§ **Saved entries**:

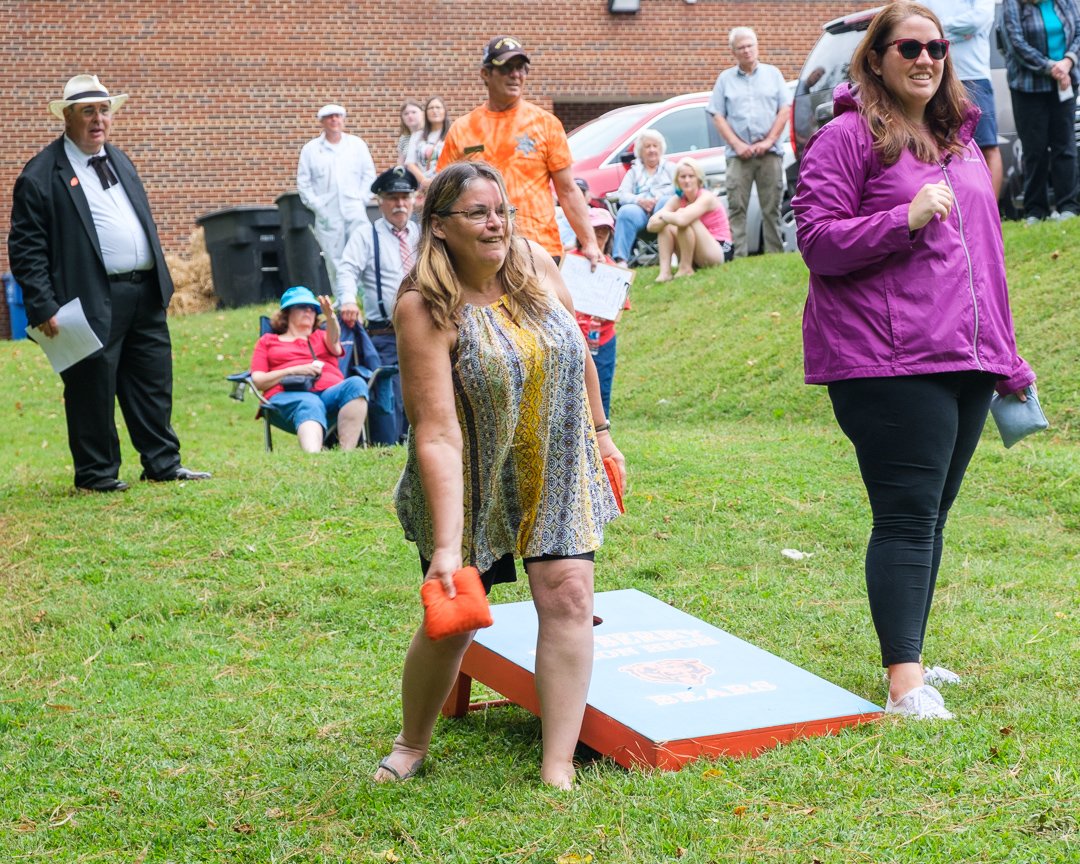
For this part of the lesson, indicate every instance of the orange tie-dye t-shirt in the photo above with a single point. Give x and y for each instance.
(527, 145)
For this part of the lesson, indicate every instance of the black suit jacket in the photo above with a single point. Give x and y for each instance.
(53, 247)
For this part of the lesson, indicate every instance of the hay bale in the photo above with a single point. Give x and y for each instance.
(191, 279)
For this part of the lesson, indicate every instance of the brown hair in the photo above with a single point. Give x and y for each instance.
(892, 131)
(405, 130)
(434, 277)
(446, 118)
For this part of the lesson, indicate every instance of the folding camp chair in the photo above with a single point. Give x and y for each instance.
(353, 362)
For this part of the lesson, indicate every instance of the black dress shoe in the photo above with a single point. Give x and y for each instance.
(180, 473)
(112, 485)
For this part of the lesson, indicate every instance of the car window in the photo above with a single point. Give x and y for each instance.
(827, 64)
(685, 130)
(595, 136)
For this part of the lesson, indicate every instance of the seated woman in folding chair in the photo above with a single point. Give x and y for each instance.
(296, 367)
(692, 224)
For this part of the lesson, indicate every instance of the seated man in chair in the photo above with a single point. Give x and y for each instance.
(296, 367)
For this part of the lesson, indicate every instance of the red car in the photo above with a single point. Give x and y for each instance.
(603, 148)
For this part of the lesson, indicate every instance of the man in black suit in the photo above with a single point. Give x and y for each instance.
(81, 228)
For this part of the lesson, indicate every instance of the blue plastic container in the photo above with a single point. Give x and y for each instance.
(16, 309)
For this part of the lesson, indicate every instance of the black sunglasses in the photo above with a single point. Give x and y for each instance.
(909, 49)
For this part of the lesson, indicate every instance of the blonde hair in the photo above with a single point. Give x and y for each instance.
(892, 131)
(694, 165)
(434, 275)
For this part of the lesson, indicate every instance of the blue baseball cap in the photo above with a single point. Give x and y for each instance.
(299, 296)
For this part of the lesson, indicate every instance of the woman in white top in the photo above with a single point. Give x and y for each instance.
(692, 223)
(427, 143)
(412, 116)
(644, 189)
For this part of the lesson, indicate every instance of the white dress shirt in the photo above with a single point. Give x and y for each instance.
(123, 240)
(358, 266)
(335, 179)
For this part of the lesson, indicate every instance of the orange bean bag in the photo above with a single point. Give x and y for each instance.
(469, 610)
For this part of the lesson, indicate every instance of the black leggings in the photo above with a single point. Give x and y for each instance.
(914, 436)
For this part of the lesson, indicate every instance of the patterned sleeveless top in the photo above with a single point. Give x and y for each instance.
(534, 478)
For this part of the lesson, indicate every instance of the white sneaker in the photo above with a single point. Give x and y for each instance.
(922, 703)
(940, 675)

§ **Your objective**: Would you transcribe all of the entries above exactly, minus the images?

§ **Exercise output**:
For this part of the lesson, indicate every instance of the orange tie-dye t-shirt in the photo above with a single point. Give x and y for each instance.
(527, 145)
For this part of the lesson, indicate every instance of the black suit jacket in the photo above with a single point. Give x and y for each instance.
(53, 247)
For this part of the lesson, indicate every instance of the hay bale in the photo above with a single point. Give x and y for each instance.
(191, 279)
For this part of the lesson, indicate every instance of the brown hair in the photo above with a single point. Give x and y for each instance.
(892, 131)
(405, 130)
(434, 277)
(446, 118)
For this part of the lesson, indicate every instance of the folding camp chair in the photo above with a single point. Give x and y for each instance.
(353, 362)
For this part of the lesson, indicate every instance of the black dress shoe in the photo above with a single point. Give x and y for each instance.
(180, 473)
(112, 485)
For this part of the lesson, indicate every instance of the car window in the photo above with a single point. Give x and y for each instance.
(827, 64)
(685, 130)
(595, 136)
For this part of the lesson, indicate every instance of the seated woman in folding chair in the photo above with a single point. Give x and y for each instance.
(296, 367)
(692, 224)
For this part of the lesson, indicate every instance of the seated man in chair in the photo above with a single point. Give x and y for each instance.
(296, 367)
For this part of the lesson, indicate every instance of the red car in the photo above with a single point. Give x and y for each instance.
(603, 148)
For this part of the lesson, indicate every instance of the man in black suit in the photo above with a single point. Give x and y for each instance.
(81, 228)
For this part of the lesson, indicate every instance of the blue plastic container in the photo above with a single point. Give x and y for each instance.
(16, 309)
For this part of the lesson, indicate every instance of the black sunglasses in the photo above with a single point. Give x and y for each instance.
(909, 49)
For this part of the lesson, indicate every instance of the blonde hair in the photo above with a single point. Give x and y for each instance.
(892, 131)
(694, 165)
(434, 275)
For this part of the lesson, indicate every instance of the blue baseball cap in the photo above with a single point. Give x and y for each instance.
(299, 296)
For this part of the lesson, indicate every instance of the woman in white top in the photo above with a single point. Give x and y for each instance.
(692, 223)
(427, 143)
(412, 116)
(644, 189)
For this part of the lesson, indicate every instance of the white dress shirt in the photo above with a single point. Give x and y for each instance.
(123, 240)
(358, 266)
(335, 179)
For this part of the lesson, indicate every instance of the orange bean bag in the photo above with a single point. Give x and y for each instance.
(469, 610)
For this part of the lesson, indicate every instance of the black leggings in the photo above with a single point. Give x and y for each instance.
(914, 436)
For this part of the lesson, indicate every instance of the patterned sleeveless top in the photo above with a single point. Give x and y for each instance.
(534, 478)
For this part of the lesson, indicate every instance of the white sneaker in the photo above with a single point. Give x and y for each instance.
(922, 703)
(940, 675)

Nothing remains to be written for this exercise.